Could you format every line from the one containing "For the evaluation set, pick out each instance of the blue" through the one containing "x=202 y=226", inclusive, as a Markdown table with a Row column numbering each line and a Text column holding it, skipping any blank lines?

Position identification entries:
'''

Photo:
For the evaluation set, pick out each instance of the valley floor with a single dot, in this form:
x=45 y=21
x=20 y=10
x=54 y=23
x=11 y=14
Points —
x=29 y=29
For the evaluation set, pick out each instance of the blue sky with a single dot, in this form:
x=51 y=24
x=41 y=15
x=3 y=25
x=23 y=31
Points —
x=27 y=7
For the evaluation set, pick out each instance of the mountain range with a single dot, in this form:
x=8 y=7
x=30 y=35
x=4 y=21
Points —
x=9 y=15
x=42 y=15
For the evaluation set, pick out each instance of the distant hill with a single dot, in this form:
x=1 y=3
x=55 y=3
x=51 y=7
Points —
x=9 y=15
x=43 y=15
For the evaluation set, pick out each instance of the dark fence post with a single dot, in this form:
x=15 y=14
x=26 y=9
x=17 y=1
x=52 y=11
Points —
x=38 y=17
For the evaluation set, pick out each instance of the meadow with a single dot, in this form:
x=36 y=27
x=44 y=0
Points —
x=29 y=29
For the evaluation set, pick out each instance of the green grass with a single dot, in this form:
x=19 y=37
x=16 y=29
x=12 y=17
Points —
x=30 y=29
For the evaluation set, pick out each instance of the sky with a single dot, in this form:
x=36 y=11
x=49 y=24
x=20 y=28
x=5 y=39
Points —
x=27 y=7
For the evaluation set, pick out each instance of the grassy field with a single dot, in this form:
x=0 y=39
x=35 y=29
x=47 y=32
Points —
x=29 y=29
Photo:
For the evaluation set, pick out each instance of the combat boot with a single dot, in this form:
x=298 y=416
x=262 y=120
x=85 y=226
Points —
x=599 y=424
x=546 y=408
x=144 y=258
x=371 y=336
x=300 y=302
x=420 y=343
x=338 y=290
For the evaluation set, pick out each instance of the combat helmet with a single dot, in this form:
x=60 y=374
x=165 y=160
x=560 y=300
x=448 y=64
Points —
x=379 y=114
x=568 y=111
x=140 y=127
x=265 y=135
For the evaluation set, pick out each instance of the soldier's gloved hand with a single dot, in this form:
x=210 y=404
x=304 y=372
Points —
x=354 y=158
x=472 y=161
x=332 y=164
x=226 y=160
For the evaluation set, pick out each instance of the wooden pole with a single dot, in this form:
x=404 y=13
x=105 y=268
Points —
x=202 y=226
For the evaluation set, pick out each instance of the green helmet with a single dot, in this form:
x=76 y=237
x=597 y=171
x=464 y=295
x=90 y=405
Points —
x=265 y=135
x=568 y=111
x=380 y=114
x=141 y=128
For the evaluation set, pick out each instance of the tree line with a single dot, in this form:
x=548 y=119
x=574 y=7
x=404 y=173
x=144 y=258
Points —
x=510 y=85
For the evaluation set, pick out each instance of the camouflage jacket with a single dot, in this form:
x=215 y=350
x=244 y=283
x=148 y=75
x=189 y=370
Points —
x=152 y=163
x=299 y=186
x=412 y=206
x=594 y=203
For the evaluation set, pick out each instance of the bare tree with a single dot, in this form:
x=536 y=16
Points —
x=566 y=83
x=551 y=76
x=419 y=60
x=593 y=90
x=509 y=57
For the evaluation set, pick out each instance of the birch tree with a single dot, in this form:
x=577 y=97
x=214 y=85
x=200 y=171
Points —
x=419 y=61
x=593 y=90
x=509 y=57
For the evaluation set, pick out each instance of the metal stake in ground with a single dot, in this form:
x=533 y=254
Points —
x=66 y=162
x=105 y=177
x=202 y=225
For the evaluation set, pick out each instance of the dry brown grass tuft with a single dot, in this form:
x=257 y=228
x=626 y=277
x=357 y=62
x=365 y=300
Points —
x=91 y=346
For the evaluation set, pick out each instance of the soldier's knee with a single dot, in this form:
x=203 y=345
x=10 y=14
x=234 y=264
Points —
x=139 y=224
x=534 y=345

'''

Written answer:
| Row | Text |
|---|---|
| 1 | For the evaluation set, pick out each instance of the blue sky with a single dot, in this form: |
| 2 | x=51 y=24 |
| 3 | x=41 y=15 |
| 4 | x=3 y=25 |
| 5 | x=23 y=31 |
| 6 | Points — |
| 7 | x=27 y=7 |
| 8 | For the evaluation set, pick out each instance of the mountain range with a single dot, in this form: |
| 9 | x=8 y=7 |
| 10 | x=30 y=35 |
| 11 | x=4 y=21 |
| 12 | Points — |
| 13 | x=9 y=15 |
| 14 | x=42 y=15 |
| 15 | For the evaluation set, pick out each instance of the distant hill with a single dot, in this form: |
| 16 | x=1 y=3 |
| 17 | x=55 y=3 |
| 18 | x=51 y=7 |
| 19 | Points — |
| 20 | x=9 y=15 |
| 21 | x=43 y=15 |
| 22 | For the evaluation set, pick out each instance of the dark fence post with a single dot, in this form: |
| 23 | x=15 y=14 |
| 24 | x=26 y=9 |
| 25 | x=17 y=1 |
| 26 | x=52 y=11 |
| 27 | Points — |
| 28 | x=38 y=17 |
| 29 | For the evaluation set, pick out each instance of the meadow with a single dot, in this form: |
| 30 | x=36 y=27 |
| 31 | x=44 y=0 |
| 32 | Points — |
| 33 | x=29 y=29 |
| 34 | For the evaluation set, pick out each instance of the green grass with a single dot, in this form: |
| 35 | x=19 y=37 |
| 36 | x=16 y=29 |
| 37 | x=12 y=17 |
| 38 | Points — |
| 39 | x=30 y=29 |
| 40 | For the evaluation set, pick out each instance of the sky with a single dot, in this form: |
| 41 | x=36 y=11 |
| 42 | x=49 y=24 |
| 43 | x=20 y=28 |
| 44 | x=5 y=39 |
| 45 | Points — |
| 46 | x=27 y=7 |
| 47 | For the evaluation set, pick out each instance of the grassy field with a single dot, in this form: |
| 48 | x=0 y=39 |
| 49 | x=35 y=29 |
| 50 | x=47 y=32 |
| 51 | Points — |
| 52 | x=29 y=29 |
| 53 | Photo: |
| 54 | For the evaluation set, pick out each instance of the combat boot with a single dot, in this form: |
| 55 | x=298 y=416 |
| 56 | x=262 y=120 |
| 57 | x=85 y=226 |
| 58 | Points — |
| 59 | x=599 y=424 |
| 60 | x=546 y=408 |
| 61 | x=144 y=258 |
| 62 | x=371 y=336 |
| 63 | x=300 y=302 |
| 64 | x=420 y=343 |
| 65 | x=338 y=290 |
| 66 | For the evaluation set, pick out each instance of the combat helmet with a single dot, in this form: |
| 67 | x=60 y=374 |
| 68 | x=165 y=160 |
| 69 | x=560 y=300 |
| 70 | x=448 y=64 |
| 71 | Points — |
| 72 | x=379 y=114 |
| 73 | x=568 y=111 |
| 74 | x=140 y=127 |
| 75 | x=265 y=135 |
| 76 | For the evaluation set, pick out each instance of the soldier's gloved hand with a single dot, in this form: |
| 77 | x=210 y=404 |
| 78 | x=304 y=372 |
| 79 | Points — |
| 80 | x=354 y=158 |
| 81 | x=472 y=161 |
| 82 | x=332 y=164 |
| 83 | x=226 y=160 |
| 84 | For the evaluation set, pick out each instance of the wooden pole with a single dot, in this form: |
| 85 | x=404 y=13 |
| 86 | x=105 y=268 |
| 87 | Points — |
| 88 | x=202 y=226 |